- [Given entries]

──────

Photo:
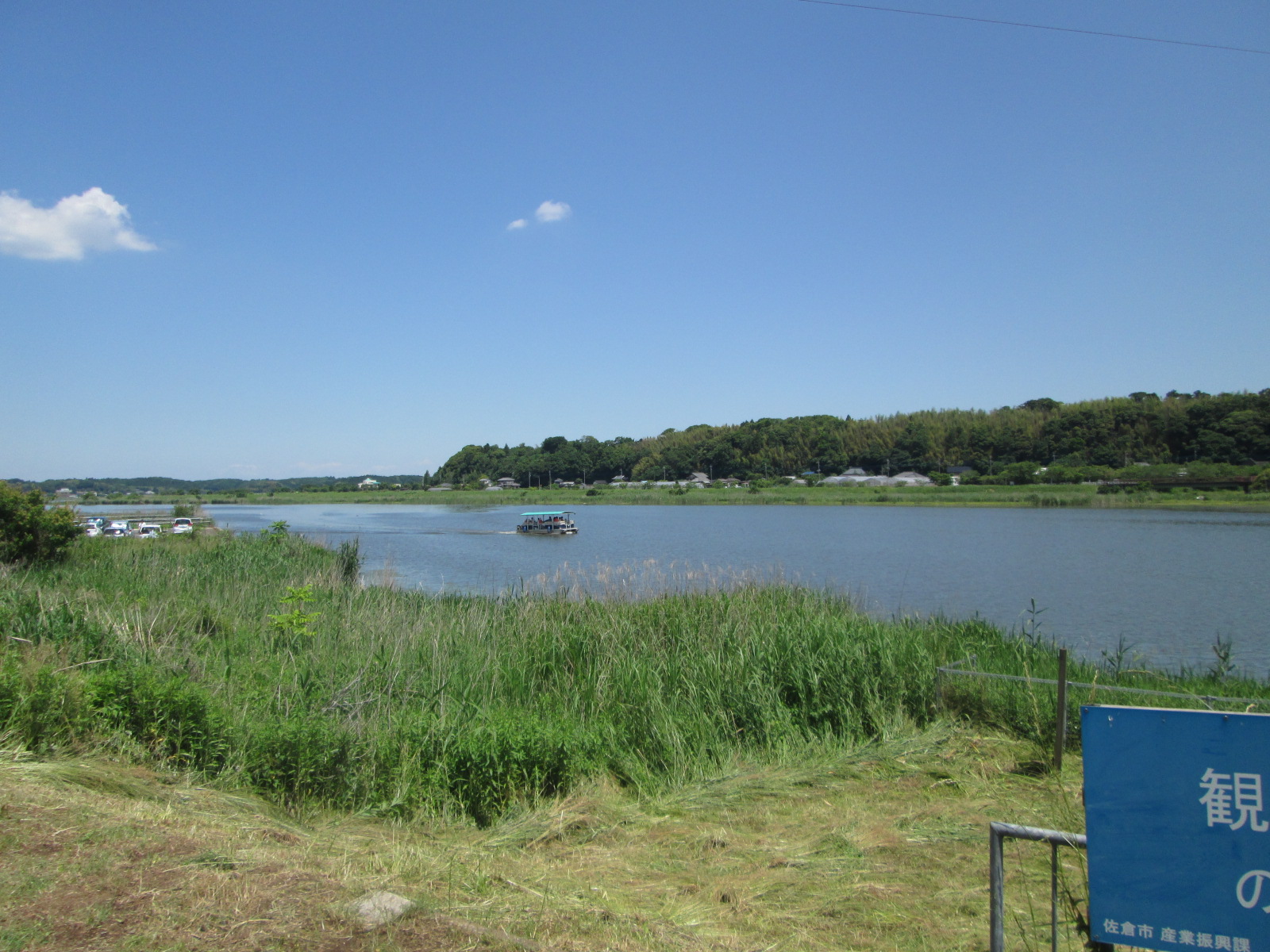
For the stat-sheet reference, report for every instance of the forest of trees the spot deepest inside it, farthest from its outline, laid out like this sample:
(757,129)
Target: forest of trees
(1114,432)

──────

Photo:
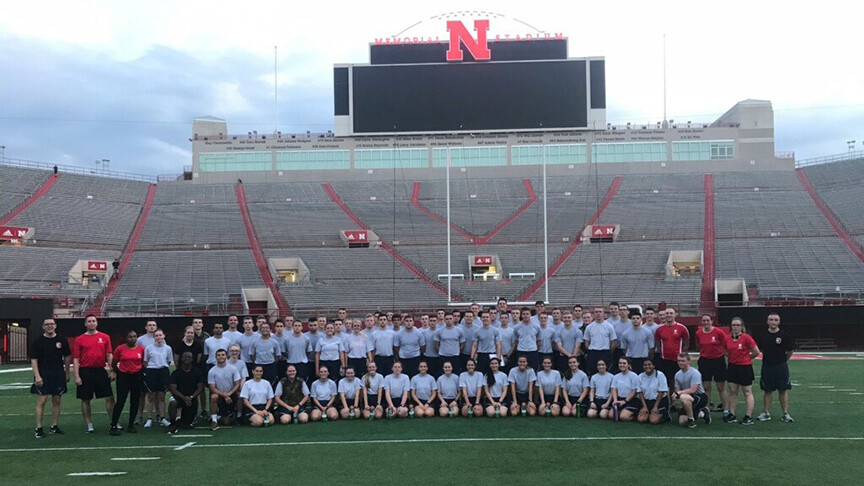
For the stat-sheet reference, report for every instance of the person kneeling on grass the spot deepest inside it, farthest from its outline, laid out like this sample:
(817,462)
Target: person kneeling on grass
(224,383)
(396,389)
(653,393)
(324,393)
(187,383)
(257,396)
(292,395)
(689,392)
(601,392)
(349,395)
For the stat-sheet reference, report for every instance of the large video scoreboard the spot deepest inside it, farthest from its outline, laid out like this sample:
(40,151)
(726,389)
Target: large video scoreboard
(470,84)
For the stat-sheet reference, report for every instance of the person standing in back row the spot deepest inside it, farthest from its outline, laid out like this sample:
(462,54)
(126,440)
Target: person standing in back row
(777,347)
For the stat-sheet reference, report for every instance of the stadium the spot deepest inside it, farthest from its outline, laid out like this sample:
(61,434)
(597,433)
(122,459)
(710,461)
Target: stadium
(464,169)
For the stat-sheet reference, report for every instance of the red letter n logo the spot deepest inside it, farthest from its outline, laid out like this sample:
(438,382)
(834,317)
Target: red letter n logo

──────

- [What you need to do]
Find each line in the listing above that contains the word "logo" and copy those lines out in full.

- [The output]
For the stat-sheet reference, report for every instance of the red letter n logo the spot deepest inside it, farthest from its outline, laid out like this sample:
Target: red letter n logo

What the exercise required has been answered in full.